## The problem
Your task is to give the data again, exactly, with every line intact.
────────
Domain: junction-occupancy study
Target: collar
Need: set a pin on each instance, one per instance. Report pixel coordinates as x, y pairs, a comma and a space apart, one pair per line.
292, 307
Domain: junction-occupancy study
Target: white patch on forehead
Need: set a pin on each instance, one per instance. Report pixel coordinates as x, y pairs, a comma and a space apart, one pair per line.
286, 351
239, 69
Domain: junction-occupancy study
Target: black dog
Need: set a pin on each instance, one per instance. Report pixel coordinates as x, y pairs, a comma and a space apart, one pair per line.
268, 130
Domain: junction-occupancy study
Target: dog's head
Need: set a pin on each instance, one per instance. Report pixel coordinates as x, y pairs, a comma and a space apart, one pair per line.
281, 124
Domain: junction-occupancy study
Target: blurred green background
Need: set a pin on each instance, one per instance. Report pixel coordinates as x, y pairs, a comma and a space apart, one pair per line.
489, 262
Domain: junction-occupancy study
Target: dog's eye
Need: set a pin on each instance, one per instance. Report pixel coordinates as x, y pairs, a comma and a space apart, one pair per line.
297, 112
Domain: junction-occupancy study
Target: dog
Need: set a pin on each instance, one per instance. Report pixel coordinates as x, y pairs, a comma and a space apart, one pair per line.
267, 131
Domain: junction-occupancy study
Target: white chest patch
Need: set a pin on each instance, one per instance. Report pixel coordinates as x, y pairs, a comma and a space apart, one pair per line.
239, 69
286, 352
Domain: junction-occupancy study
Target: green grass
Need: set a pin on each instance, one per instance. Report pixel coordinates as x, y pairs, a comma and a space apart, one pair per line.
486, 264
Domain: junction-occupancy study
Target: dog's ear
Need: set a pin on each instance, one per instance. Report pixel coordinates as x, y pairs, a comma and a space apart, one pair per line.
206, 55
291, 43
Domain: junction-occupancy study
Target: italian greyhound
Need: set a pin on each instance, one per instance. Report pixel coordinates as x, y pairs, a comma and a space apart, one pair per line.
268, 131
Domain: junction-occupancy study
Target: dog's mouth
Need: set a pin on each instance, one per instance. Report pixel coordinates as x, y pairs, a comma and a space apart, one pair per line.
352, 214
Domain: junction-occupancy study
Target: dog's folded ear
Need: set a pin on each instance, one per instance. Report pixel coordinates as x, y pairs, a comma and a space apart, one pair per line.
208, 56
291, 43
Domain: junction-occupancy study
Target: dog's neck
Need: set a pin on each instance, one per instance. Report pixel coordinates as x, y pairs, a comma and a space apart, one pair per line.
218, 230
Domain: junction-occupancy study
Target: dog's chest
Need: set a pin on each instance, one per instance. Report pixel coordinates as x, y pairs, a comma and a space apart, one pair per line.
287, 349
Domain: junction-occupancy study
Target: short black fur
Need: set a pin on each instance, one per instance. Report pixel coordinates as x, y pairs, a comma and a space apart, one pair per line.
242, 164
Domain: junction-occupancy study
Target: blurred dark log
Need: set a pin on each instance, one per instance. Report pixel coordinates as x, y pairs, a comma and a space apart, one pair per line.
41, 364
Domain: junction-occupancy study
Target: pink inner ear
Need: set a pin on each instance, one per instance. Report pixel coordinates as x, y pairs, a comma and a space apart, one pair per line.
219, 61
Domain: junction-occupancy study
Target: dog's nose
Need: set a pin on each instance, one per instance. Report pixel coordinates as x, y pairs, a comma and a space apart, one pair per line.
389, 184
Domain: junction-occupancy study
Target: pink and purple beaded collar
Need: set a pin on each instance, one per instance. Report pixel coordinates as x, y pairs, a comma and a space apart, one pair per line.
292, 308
────────
## Task answer
Domain: junction-occupancy study
Target: collar
Need: set a pin on each instance, one per instance. Report pixel coordinates as x, y pairs, a comma and a space apart, one pair per line.
292, 307
Domain: junction-occupancy study
Target: white patch on forehead
Need: set a pin on each instance, one per instance. Report pixel coordinates as x, y pairs, a comma and a space apart, one pair per line.
286, 351
239, 69
Domain: junction-occupancy study
Target: black dog
Need: set a pin on each instance, one per instance. Report pixel coordinates as x, y pairs, a comma and a space apart, one pair per line.
268, 130
Domain: junction-occupancy study
Target: dog's head
Need: set a pin on each instance, one per instance. Report pixel coordinates as x, y pairs, a comma and a space apart, one pair per line.
281, 124
Domain: junction-occupancy study
Target: blurred green background
Need: set a pin on each instance, one per instance. Report pixel coordinates as x, y pairs, a comma and a space apart, one pair per line.
489, 262
Domain: junction-occupancy study
Target: dog's eye
Need: set a pin on each instance, one per instance. Report pixel coordinates as x, y pairs, a comma and a space apart, one pair per line.
297, 112
Domain: junction-occupancy study
Target: dog
Need: set a pin on each instance, one per instance. Report pixel coordinates as x, y pairs, a comma and a space apart, one pair per line.
267, 131
Domain: junction-occupancy study
Target: white chest patch
Need: set a pin on each instance, one per instance. Report pixel coordinates as x, y pairs, a comma and a space apart, one pair per line.
239, 69
286, 352
Domain: junction-occupancy study
Target: green grass
Need: set a pin on each instance, one per instance. Report pixel coordinates as x, y pairs, a comma and a space apart, one pair per line.
486, 264
Domain: junction-occupancy study
Target: dog's ear
Need: set a pin on each instance, one per instance. Report pixel coordinates as x, y pairs, a comma and a space apart, one pair per line.
206, 55
291, 43
Domain: junction-occupancy study
Target: italian greyhound
Need: set a pin on each instance, one per instance. Report pixel coordinates as x, y pairs, a comma and a space apart, one pair per line.
268, 131
Domain: junction-occupancy study
Target: dog's mouth
Need: set a pin on each instance, one per instance. Report pixel coordinates as x, y pairs, a comma and a space apart, one pair per line.
352, 214
Domain: junction-occupancy study
Target: dog's folded ear
Need: set a pin on each instance, one per instance. Report pixel coordinates as x, y pairs, a comma and a space apart, one pair per line.
208, 56
291, 43
Domain: junction-occupancy study
Target: dog's neck
Need: set a pin on each instance, one per instance. Report pixel coordinates as x, y pairs, a comma and a space apart, one pair per line.
218, 230
Domain: junction-occupancy study
Target: dog's chest
Need: set a pin on each instance, one per instance. Report pixel coordinates as x, y pairs, a comma and a space apart, one pair per line.
287, 349
Domain: junction-occupancy study
Target: short black fur
Need: set a pin on each instance, one per instance. Report pixel coordinates as x, y pairs, a comma and a space apart, one pair per line.
242, 164
Domain: junction-occupancy study
Target: blurred dark log
Need: set a pin on each instance, one per instance. Report pixel coordinates as x, y pairs, a comma and a space apart, one pair per line.
41, 364
Domain: junction-occupancy study
Target: pink inner ear
Need: set a pin on each instance, one per instance. Report pixel coordinates as x, y pairs, a comma and a space apart, one pair per line.
219, 61
Domain: junction-occupancy study
Target: dog's nose
Need: set a pin on each instance, one per instance. Report pixel coordinates as x, y pairs, a comma and a space apart, one pair per line.
389, 184
Domain: junction-occupancy study
Target: pink and purple beaded collar
Need: set a pin on each instance, one per instance. Report pixel coordinates as x, y pairs, a comma and a space apart, one pair per line.
292, 308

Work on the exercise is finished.